Rows excerpted from a collection:
☆ ☆ ☆ ☆ ☆ ☆ ☆
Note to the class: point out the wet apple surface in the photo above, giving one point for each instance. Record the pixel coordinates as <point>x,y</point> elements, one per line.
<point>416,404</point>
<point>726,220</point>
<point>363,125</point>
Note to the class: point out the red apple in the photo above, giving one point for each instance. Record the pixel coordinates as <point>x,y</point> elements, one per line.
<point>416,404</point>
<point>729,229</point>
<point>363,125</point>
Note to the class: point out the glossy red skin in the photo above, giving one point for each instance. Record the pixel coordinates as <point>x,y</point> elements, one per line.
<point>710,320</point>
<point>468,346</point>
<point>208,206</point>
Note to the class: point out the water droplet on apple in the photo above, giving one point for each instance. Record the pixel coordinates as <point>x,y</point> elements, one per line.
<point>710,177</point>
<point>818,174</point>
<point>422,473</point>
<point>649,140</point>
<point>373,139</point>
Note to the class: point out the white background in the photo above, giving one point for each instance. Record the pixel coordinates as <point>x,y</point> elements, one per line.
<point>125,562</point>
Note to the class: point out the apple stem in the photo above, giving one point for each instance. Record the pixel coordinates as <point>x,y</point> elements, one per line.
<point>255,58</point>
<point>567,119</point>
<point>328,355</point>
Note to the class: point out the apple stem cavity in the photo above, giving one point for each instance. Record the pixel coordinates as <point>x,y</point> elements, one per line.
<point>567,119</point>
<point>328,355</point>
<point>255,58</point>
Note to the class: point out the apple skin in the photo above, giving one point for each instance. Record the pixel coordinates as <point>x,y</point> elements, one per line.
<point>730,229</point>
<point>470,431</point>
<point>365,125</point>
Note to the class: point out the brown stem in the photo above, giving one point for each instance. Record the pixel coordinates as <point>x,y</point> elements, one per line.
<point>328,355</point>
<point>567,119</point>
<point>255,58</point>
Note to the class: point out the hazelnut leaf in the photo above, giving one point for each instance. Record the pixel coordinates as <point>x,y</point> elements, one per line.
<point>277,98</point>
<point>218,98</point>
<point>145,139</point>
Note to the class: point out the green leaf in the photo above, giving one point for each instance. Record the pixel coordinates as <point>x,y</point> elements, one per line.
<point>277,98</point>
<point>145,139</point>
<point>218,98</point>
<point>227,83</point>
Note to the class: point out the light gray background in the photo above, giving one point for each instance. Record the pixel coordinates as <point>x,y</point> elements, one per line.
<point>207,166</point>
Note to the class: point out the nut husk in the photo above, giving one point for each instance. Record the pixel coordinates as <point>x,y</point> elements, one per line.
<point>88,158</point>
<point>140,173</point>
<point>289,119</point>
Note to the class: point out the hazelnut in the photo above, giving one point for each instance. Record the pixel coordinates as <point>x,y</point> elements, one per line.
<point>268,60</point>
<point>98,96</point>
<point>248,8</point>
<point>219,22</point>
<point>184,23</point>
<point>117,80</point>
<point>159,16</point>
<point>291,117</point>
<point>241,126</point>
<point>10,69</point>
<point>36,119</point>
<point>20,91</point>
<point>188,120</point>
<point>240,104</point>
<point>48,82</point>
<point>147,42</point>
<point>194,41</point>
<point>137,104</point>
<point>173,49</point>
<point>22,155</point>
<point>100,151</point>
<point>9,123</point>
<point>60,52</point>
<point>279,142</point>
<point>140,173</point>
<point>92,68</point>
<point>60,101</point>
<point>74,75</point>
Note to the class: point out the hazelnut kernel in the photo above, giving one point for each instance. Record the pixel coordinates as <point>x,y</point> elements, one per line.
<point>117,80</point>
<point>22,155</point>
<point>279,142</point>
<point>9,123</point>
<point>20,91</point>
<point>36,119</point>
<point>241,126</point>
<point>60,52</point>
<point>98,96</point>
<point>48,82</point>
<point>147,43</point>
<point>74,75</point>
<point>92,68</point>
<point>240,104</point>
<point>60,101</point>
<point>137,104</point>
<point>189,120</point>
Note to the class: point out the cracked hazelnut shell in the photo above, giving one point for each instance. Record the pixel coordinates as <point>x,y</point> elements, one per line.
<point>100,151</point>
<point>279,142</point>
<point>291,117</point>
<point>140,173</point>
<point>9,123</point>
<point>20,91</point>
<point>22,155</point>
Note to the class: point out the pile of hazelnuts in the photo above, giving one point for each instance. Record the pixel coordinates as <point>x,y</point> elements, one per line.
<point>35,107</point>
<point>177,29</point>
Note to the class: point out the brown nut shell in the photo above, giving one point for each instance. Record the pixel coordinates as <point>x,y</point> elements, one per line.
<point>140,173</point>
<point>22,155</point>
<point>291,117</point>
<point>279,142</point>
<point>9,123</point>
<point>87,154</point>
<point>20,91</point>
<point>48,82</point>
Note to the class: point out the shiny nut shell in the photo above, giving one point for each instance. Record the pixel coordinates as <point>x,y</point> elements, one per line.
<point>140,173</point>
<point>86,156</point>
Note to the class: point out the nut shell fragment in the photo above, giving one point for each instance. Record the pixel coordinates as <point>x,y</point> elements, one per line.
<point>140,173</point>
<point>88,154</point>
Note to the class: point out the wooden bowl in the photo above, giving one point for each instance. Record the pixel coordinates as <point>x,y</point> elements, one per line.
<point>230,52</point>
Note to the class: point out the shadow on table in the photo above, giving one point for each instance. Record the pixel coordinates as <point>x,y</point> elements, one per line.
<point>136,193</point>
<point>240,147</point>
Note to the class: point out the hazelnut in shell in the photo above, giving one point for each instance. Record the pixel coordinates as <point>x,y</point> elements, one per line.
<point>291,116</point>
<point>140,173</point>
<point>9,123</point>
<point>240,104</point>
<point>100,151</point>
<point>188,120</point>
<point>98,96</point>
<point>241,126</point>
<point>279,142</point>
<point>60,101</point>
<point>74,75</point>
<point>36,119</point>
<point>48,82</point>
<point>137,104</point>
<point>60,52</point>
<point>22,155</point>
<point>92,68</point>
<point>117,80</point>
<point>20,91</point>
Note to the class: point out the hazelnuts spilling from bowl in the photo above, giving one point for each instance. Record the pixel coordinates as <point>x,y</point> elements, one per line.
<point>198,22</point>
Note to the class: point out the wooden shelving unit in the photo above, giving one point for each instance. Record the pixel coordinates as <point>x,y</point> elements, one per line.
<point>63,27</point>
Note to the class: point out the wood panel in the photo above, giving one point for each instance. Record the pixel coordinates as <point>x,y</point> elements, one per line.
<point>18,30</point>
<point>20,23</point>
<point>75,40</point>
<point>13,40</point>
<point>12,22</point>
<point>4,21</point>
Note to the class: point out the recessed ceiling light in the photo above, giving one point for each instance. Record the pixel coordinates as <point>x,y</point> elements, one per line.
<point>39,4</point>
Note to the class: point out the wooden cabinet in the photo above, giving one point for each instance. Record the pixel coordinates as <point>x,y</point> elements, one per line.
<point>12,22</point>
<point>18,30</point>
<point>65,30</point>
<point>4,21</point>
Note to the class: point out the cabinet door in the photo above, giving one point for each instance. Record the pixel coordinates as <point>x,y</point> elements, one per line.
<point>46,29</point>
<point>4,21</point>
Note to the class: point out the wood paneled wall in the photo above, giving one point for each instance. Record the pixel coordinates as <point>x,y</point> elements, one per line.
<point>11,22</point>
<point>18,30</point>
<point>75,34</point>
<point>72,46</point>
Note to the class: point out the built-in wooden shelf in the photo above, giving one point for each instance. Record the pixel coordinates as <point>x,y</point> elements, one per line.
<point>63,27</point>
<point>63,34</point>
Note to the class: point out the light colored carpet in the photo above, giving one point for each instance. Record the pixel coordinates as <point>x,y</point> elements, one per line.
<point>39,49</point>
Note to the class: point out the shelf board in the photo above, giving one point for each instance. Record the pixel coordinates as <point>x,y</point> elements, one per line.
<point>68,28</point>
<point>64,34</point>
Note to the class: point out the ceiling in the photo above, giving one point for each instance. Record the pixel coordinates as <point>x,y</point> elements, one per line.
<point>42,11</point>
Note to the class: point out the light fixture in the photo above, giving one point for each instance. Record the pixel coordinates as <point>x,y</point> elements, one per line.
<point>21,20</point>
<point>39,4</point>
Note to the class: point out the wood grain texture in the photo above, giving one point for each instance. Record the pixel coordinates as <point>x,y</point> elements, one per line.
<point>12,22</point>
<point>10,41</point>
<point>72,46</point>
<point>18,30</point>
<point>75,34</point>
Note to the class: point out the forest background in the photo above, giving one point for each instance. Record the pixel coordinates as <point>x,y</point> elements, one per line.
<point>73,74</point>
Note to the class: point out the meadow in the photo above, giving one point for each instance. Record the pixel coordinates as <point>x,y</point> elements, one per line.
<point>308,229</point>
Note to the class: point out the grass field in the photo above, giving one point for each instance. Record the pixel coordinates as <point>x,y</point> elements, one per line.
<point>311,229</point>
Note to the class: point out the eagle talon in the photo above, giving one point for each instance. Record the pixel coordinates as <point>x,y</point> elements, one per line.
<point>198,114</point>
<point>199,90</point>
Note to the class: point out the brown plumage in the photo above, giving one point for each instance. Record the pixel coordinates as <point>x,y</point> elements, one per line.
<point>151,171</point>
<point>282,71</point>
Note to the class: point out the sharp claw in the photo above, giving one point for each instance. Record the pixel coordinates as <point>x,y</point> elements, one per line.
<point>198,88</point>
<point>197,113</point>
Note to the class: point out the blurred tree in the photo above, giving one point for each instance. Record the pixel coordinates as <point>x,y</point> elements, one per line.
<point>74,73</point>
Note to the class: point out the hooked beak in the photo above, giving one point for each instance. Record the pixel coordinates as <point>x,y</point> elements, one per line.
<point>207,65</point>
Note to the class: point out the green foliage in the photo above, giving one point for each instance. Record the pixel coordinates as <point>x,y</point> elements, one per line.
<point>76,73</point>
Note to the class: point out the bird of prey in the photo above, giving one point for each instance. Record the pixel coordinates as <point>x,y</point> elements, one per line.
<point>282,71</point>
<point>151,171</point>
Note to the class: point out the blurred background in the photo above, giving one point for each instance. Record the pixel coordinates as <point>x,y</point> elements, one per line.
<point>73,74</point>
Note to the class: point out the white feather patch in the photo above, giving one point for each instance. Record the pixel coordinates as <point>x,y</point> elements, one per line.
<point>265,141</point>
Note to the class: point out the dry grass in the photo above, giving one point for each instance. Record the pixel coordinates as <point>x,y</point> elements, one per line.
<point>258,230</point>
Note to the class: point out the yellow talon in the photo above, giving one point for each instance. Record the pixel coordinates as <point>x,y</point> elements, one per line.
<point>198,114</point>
☆ ☆ ☆ ☆ ☆ ☆ ☆
▶ [Job]
Rewrite only the stretch from the line containing "Note to the class: point out the wooden bowl" through the line containing "<point>230,52</point>", switching "wooden bowl" to "ceramic bowl" and leaving everything else unchanged.

▶ [Answer to this task]
Note to the class: point out the ceramic bowl in the photo above, giving one point for each instance. Record the pixel coordinates as <point>x,y</point> elements, one per line.
<point>230,52</point>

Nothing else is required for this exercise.